ESTRATTO DEL DOCUMENTO -
—————

Reverse charge in deroga

Iniziamo con alcune riflessioni sul reverse charge in deroga. Noi abbiamo attualmente in tutte le banche dati l'art. 17 DPR 633/72, che evidenzia al comma 6 le lettere a-quater (fatture dei partecipi ad un consorzio tenuto a fatturare in reverse charge) e a-quinquies (servizi con utilizzo prevalente di manodopera presso il committente). Queste voci sono in deroga a quelle previste dalla direttiva, e possono essere applicate solo su autorizzazione dell'Unione europea. Autorizzazione che non arriverà mai, in quanto la Commissione si è pronunciata in senso negativo. Sarebbe pertanto opportuna una adeguata evidenza sulla inapplicabilità di queste disposizioni.

Interessante è la motivazione del documento (COM) 2020/243: “La concessione di un'altra misura speciale come quella richiesta comporterebbe una maggiore disarmonizzazione tra il sistema IVA italiano e il sistema comune dell'IVA istituito dalla direttiva IVA e costituirebbe un'ulteriore complicazione per le imprese in quanto ne aggraverebbe l'onere amministrativo”.

Rimanendo alle complicazioni del reverse charge in vigore, osserviamo che i chiarimenti relativi alla lettera a) del comma 6 – subappalti edili – hanno richiesto l'emanazione di tredici risoluzioni dell'Agenzia delle entrate nel solo anno 2008 e che le FAQ sulla voce a-ter) – lavori immobiliari – contenute nella Circ. AE  22 dicembre 2015, n. 34/E sono sedici.

Ne consegue un elevato rischio di errore, cioè di emissione della fattura in reverse charge anziché ordinaria o viceversa. I commi 9-bis1 e 9-bis2 dell'art. 6 D.Lgs. 471/97 consentono di mantenere l'effetto della fatturazione errata, alla condizione che la controparte abbia adempiuto, cioè rispettivamente il fornitore abbia liquidato a debito l'imposta che sarebbe stata dovuta dal cliente, e viceversa che il reverse charge errato sia stato formalizzato dal destinatario della fattura. Si applica una sanzione fissa, qualificata nell'ambito delle irregolarità formali e quindi ammessa alla recente sanatoria. Ma il punto più delicato riguarda il diritto di detrazione dell'imposta nella fattura normale anziché in reverse: questa legittimazione è dichiarata all'interno del comma 9-bis1, cioè in una norma sanzionatoria anziché sostanziale. Su queste disposizioni aleggia il rischio di incompatibilità comunitaria, perché più di una sentenza della Corte di Giustizia prescrive la rettifica della fattura errata in tema di reverse, cui consegue la catena dei rimborsi prevista per le fatture con IVA non dovuta.

—————

(Record di dati)
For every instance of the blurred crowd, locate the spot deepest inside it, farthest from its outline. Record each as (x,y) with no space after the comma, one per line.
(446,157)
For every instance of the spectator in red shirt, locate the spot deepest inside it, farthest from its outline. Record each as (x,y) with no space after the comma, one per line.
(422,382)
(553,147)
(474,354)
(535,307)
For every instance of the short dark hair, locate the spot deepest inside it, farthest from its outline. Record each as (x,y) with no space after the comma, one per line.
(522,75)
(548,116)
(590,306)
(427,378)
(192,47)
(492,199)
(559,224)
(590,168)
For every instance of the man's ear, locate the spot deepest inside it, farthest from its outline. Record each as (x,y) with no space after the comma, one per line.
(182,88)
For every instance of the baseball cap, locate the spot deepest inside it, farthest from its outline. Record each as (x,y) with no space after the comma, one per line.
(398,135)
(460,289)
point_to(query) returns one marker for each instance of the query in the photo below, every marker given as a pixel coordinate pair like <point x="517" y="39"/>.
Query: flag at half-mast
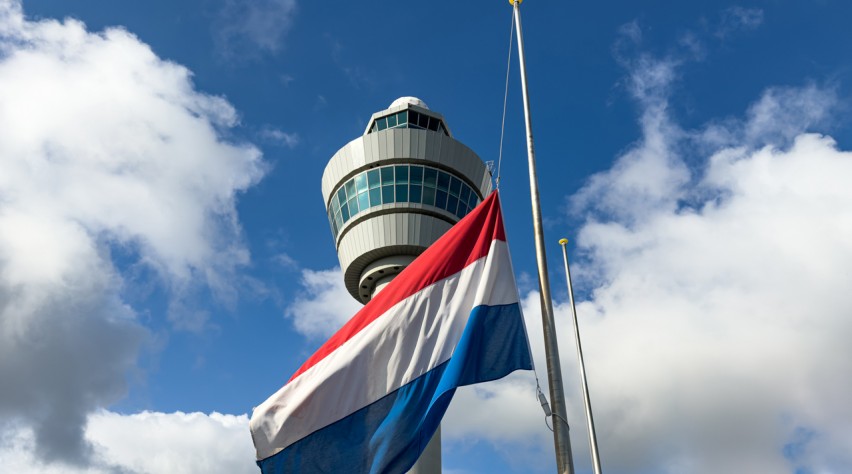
<point x="370" y="399"/>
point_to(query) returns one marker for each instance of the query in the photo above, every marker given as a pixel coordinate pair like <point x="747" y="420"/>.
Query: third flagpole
<point x="587" y="401"/>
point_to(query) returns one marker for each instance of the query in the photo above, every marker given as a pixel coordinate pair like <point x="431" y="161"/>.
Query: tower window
<point x="400" y="184"/>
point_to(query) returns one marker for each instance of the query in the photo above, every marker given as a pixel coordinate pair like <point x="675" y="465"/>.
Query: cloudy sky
<point x="166" y="262"/>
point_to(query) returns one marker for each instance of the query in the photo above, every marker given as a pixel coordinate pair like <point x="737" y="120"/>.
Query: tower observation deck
<point x="395" y="190"/>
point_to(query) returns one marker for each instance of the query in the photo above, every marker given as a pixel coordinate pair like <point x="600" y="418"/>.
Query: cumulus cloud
<point x="111" y="159"/>
<point x="280" y="137"/>
<point x="716" y="312"/>
<point x="148" y="443"/>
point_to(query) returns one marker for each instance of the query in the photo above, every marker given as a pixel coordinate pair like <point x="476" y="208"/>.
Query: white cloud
<point x="325" y="306"/>
<point x="148" y="443"/>
<point x="736" y="18"/>
<point x="105" y="149"/>
<point x="280" y="137"/>
<point x="245" y="27"/>
<point x="716" y="319"/>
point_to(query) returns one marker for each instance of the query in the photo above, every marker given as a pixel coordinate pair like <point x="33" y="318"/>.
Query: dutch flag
<point x="370" y="399"/>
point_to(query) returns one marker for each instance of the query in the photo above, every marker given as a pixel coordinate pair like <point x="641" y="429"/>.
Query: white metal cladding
<point x="385" y="235"/>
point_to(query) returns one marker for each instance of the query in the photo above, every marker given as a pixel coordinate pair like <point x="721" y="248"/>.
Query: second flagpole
<point x="561" y="439"/>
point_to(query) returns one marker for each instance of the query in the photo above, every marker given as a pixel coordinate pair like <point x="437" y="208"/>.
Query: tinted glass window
<point x="401" y="192"/>
<point x="401" y="174"/>
<point x="375" y="196"/>
<point x="455" y="186"/>
<point x="429" y="196"/>
<point x="415" y="193"/>
<point x="373" y="178"/>
<point x="465" y="194"/>
<point x="441" y="199"/>
<point x="387" y="194"/>
<point x="387" y="175"/>
<point x="361" y="182"/>
<point x="430" y="177"/>
<point x="389" y="184"/>
<point x="443" y="181"/>
<point x="416" y="174"/>
<point x="452" y="204"/>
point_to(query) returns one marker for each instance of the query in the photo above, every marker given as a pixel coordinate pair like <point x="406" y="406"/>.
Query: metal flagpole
<point x="561" y="440"/>
<point x="593" y="439"/>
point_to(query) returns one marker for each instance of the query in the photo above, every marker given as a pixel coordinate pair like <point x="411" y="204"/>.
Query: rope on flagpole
<point x="505" y="98"/>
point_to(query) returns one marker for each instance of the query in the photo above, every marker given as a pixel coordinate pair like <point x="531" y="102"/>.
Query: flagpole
<point x="561" y="439"/>
<point x="593" y="439"/>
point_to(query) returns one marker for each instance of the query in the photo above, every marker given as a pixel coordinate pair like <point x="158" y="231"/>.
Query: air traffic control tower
<point x="391" y="193"/>
<point x="395" y="190"/>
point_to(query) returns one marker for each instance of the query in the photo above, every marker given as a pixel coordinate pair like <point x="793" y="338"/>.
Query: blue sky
<point x="166" y="262"/>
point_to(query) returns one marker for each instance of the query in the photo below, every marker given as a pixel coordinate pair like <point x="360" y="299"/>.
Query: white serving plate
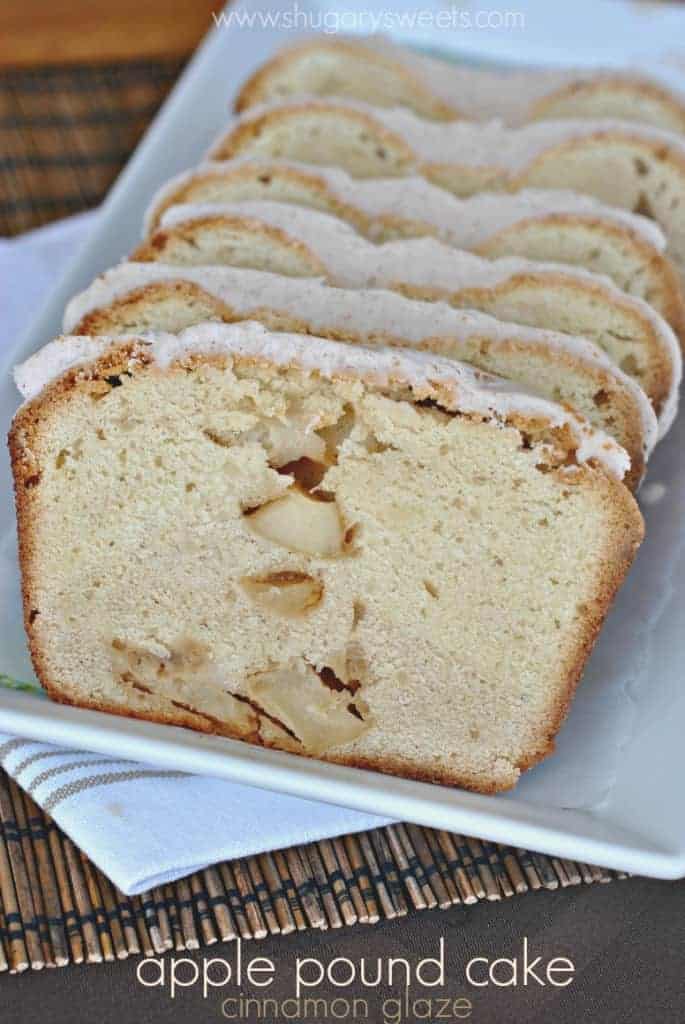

—————

CONSEGNA 1 - Trascrivi il passo del testo sul reverse charge compreso tra "Interessante è la" e "34/E sono sedici.", estremi inclusi.
CONSEGNA 2 - Indica se ciascuna affermazione concorda con il testo sul reverse charge, rispondendo sì o no e citando alla lettera le parole del testo che lo stabiliscono: (a) la Commissione si è espressa in senso negativo; (b) per la lettera a) del comma 6 sono state emanate dodici risoluzioni nel 2008; (c) per la fatturazione errata si applica una sanzione proporzionale.

RISPOSTA 1 -
Interessante è la motivazione del documento (COM) 2020/243: “La concessione di un'altra misura speciale come quella richiesta comporterebbe una maggiore disarmonizzazione tra il sistema IVA italiano e il sistema comune dell'IVA istituito dalla direttiva IVA e costituirebbe un'ulteriore complicazione per le imprese in quanto ne aggraverebbe l'onere amministrativo”.

Rimanendo alle complicazioni del reverse charge in vigore, osserviamo che i chiarimenti relativi alla lettera a) del comma 6 – subappalti edili – hanno richiesto l'emanazione di tredici risoluzioni dell'Agenzia delle entrate nel solo anno 2008 e che le FAQ sulla voce a-ter) – lavori immobiliari – contenute nella Circ. AE  22 dicembre 2015, n. 34/E sono sedici.

RISPOSTA 2 -
(a) Sì: "la Commissione si è pronunciata in senso negativo".
(b) No: "hanno richiesto l'emanazione di tredici risoluzioni dell'Agenzia delle entrate nel solo anno 2008".
(c) No: "Si applica una sanzione fissa".